*AUFGABENSTELLUNG 1*: Nenne alle Äußerungen und Ankündigungen Dutertes, die der Text über Duterte als kontrovers diskutiert aufzählt.

*VORLIEGENDER TEXT*:
In diesem Umfeld ist es Duterte, der von internationalen Medien auch als „philippinischer Trump“ bezeichnet wurde, gelungen, sich selbst als einzigen Ausweg zu präsentieren. Kontrovers wurden alle Äußerungen und Ankündigungen Dutertes diskutiert: Erschießung von Kriminellen, Auflösung des Parlaments, sofern dieses seinem Kurs nicht folgt; den Papst nannte er gar einen „Hurensohn“ – doch alles perlte von ihm ab. Seine Umfragewerte stiegen sogar stetig.

Trotz des bewusst gepflegten harten „Law and Order“ Images betreibt Duterte auch eine inhaltliche Agenda: Er will die Verfassung ändern, um Föderalismus und ein parlamentarisches Regierungssystem einzuführen. Hierin liegt vor allem für den Friedensprozess in Muslim Mindanao eine große Chance. 2012 und 2014 schlossen die nationale Regierung unter dem bisherigen Präsidenten Benigno Auqino III und die Moro Islamic Liberation Front (MILF) nicht nur einen Friedensvertrag, sondern auch ein „Comprehensive Agreement on the Bangsamoro“ ab, welches die Schaffung einer Autonomieregion im mehrheitlich muslimischen Süden vorsieht. Das ausgearbeitete Grundgesetz für die künftige Autonomieregion wurde aber von beiden Parlamentskammern aufgehalten, da die Aquino-Regierung sich weigerte, die dafür nötigen Verfassungsänderungen auch nur in Betracht zu ziehen. Bestrebungen hin zu einem föderalen System könnten nunmehr also durchaus einen entscheidenden Fortschritt in Mindanao bringen. Das langersehnte Informationsfreiheitsgesetz will er per „Executive Order“ durchsetzen. Sollte es ihm zudem gelingen, Fortschritte im Kampf gegen die Korruption zu machen und die restriktiven Investitionsregeln für ausländische Unternehmen zu lockern, könnte sich der wirtschaftliche Aufschwung fortsetzen.

*AUFGABENSTELLUNG 2*: Schreibe die nachstehende Auflistung vollständig und unverändert ab. Lass die Bilder dabei weg.

*VORLIEGENDE DATEN*:
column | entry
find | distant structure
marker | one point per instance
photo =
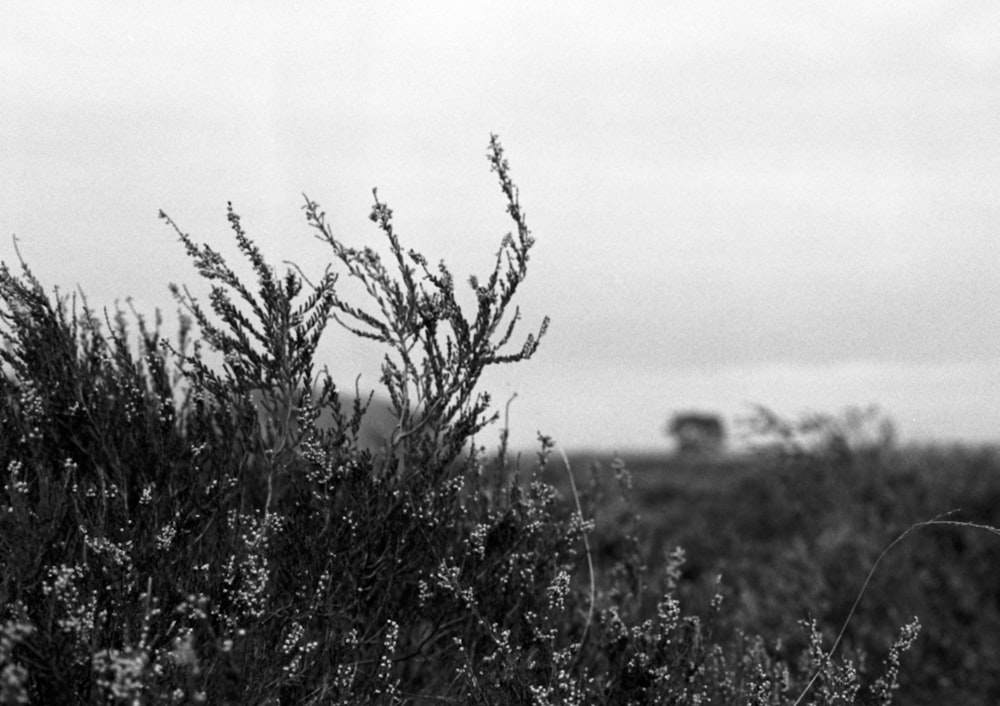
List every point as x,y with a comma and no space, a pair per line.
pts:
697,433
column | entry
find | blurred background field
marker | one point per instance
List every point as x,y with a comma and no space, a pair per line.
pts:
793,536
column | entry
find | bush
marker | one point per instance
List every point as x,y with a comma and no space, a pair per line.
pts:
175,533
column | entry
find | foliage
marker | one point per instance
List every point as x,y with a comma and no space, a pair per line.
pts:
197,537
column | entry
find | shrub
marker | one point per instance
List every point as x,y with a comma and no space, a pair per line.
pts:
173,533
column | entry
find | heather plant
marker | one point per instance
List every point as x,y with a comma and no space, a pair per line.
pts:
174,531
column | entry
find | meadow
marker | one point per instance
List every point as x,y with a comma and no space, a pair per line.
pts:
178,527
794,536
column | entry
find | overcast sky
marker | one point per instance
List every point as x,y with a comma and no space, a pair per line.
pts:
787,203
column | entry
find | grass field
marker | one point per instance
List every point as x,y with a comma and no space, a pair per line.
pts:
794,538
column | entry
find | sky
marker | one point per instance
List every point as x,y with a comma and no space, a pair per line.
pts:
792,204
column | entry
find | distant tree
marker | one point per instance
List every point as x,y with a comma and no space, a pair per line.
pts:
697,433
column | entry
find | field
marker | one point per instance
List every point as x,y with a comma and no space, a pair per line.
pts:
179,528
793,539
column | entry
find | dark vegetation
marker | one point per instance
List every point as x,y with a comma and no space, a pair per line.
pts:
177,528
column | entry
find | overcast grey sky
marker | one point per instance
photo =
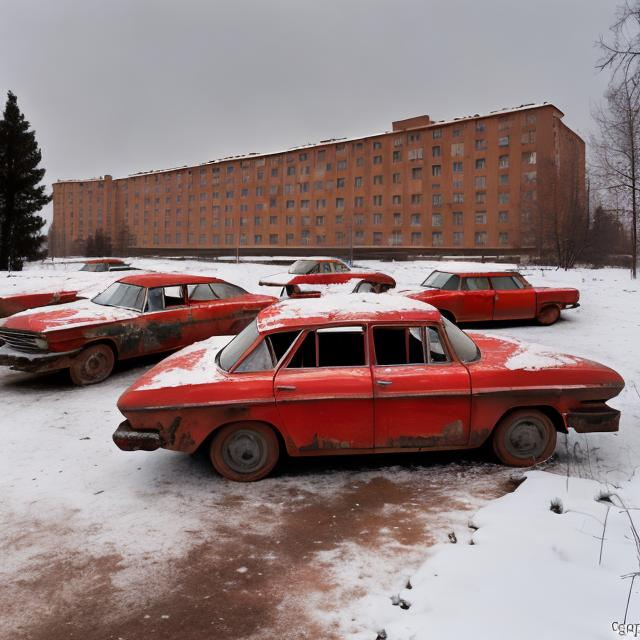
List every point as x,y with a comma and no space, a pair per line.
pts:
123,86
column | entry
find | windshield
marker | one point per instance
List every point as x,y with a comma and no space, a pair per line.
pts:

*LÖSUNG 1*:
- Erschießung von Kriminellen
- Auflösung des Parlaments, sofern dieses seinem Kurs nicht folgt
- den Papst einen „Hurensohn“ nennen

*LÖSUNG 2*:
column | entry
find | distant structure
marker | one point per instance
photo =
List every point as x,y with a comma and no space, a pair per line.
pts:
697,433
column | entry
find | blurred background field
marker | one point per instance
List every point as x,y with a comma and no space, a pair per line.
pts:
793,536
column | entry
find | bush
marker | one point per instance
List every point as x,y with a comma and no space, a pair per line.
pts:
175,533
column | entry
find | foliage
marker | one point per instance
List every point as x,y with a comma and no space, a pair per line.
pts:
197,537
column | entry
find | shrub
marker | one point per instance
List every point as x,y with a comma and no space, a pair per line.
pts:
173,533
column | entry
find | heather plant
marker | one point per instance
List every point as x,y with a comma and no space, a pair per line.
pts:
174,531
column | entry
find | meadow
marker | one point per instance
List every point as x,y with a comma and no space, a pair per line.
pts:
178,527
794,536
column | entry
find | overcast sky
marker | one point per instance
List every point as x,y with a comma and no space, a pair per line.
pts:
787,203
column | entry
find | grass field
marker | one point per instance
List every point as x,y with a comma and no space, a pair per line.
pts:
794,538
column | entry
find | sky
marker | one point per instance
List every point as x,y with a comma and no space, a pair per line.
pts:
792,204
column | entry
find | distant tree
marker | one point per instance
List every point as x,y with a comma and no space, a pair per line.
pts:
697,433
column | entry
find | field
marker | one point per instance
List every point as x,y with a comma and no space, a pair per line.
pts:
179,528
793,539
column | entry
find | dark vegetation
marker | one point per instance
List every point as x,y with a comma and no space, a pair per line.
pts:
177,528
column | entry
find | overcast grey sky
marker | one point per instance
photo =
List every point as x,y with a comma and no space, a pair per line.
pts:
123,86
column | entry
find | windshield
marker | one point per instance
List every point as x,y with a comma and no space, a pair per line.
pts:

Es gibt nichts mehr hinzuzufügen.